● Exercise brief:
Reproduce every line of the listing below without changing anything.

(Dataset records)
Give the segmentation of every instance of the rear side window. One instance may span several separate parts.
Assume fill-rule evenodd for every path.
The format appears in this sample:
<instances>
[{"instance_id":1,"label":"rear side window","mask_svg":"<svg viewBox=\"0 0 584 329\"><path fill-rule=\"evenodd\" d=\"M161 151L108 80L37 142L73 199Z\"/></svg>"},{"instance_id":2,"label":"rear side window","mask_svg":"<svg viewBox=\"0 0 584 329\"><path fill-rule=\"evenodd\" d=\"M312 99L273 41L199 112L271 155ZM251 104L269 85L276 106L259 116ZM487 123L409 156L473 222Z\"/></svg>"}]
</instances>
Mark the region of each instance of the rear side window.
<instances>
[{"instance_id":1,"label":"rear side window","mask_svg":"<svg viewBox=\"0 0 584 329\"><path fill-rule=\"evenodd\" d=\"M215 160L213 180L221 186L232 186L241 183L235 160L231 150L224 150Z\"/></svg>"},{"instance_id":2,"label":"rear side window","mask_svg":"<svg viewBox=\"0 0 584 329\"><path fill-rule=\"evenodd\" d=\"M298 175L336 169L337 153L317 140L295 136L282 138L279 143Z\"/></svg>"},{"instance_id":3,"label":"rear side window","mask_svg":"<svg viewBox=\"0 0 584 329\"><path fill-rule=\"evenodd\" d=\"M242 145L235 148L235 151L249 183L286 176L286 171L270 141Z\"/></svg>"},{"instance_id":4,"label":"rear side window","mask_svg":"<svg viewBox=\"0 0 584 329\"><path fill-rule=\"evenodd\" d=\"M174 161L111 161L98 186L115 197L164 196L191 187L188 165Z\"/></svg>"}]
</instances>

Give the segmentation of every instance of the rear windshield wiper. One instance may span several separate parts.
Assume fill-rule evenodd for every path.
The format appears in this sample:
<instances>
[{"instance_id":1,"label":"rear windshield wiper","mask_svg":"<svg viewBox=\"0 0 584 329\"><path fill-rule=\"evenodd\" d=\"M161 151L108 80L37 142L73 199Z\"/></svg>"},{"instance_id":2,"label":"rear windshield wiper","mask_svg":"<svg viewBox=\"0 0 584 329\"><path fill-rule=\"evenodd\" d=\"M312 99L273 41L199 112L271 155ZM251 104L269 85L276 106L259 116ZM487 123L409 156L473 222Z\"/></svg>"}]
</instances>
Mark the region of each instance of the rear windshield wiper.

● Exercise response:
Give the segmentation of every instance of the rear side window. One instance may span several separate parts.
Assume fill-rule evenodd for every path.
The format appears in this sample:
<instances>
[{"instance_id":1,"label":"rear side window","mask_svg":"<svg viewBox=\"0 0 584 329\"><path fill-rule=\"evenodd\" d=\"M161 151L108 80L37 142L73 199Z\"/></svg>"},{"instance_id":2,"label":"rear side window","mask_svg":"<svg viewBox=\"0 0 584 329\"><path fill-rule=\"evenodd\" d=\"M312 99L273 41L199 112L271 155ZM251 104L269 85L276 106L259 116ZM487 123L409 156L473 222Z\"/></svg>"}]
</instances>
Mark the region of each instance of the rear side window.
<instances>
[{"instance_id":1,"label":"rear side window","mask_svg":"<svg viewBox=\"0 0 584 329\"><path fill-rule=\"evenodd\" d=\"M215 160L213 180L221 186L232 186L241 183L235 160L231 150L224 150Z\"/></svg>"},{"instance_id":2,"label":"rear side window","mask_svg":"<svg viewBox=\"0 0 584 329\"><path fill-rule=\"evenodd\" d=\"M298 175L336 169L337 153L317 140L295 136L282 138L279 143Z\"/></svg>"},{"instance_id":3,"label":"rear side window","mask_svg":"<svg viewBox=\"0 0 584 329\"><path fill-rule=\"evenodd\" d=\"M242 145L235 148L235 151L249 183L286 176L286 171L270 141Z\"/></svg>"},{"instance_id":4,"label":"rear side window","mask_svg":"<svg viewBox=\"0 0 584 329\"><path fill-rule=\"evenodd\" d=\"M174 161L111 161L98 186L115 197L164 196L191 187L188 165Z\"/></svg>"}]
</instances>

Give the segmentation of every instance of the rear windshield wiper. One instance may span several separate parts.
Assume fill-rule evenodd for every path.
The format appears in this sample:
<instances>
[{"instance_id":1,"label":"rear windshield wiper","mask_svg":"<svg viewBox=\"0 0 584 329\"><path fill-rule=\"evenodd\" d=\"M161 151L108 80L37 142L73 199Z\"/></svg>"},{"instance_id":2,"label":"rear windshield wiper","mask_svg":"<svg viewBox=\"0 0 584 329\"><path fill-rule=\"evenodd\" d=\"M312 99L273 41L199 112L271 155ZM251 104L269 85L276 106L259 116ZM487 123L409 156L473 222Z\"/></svg>"}]
</instances>
Mark the region of each instance of the rear windshield wiper.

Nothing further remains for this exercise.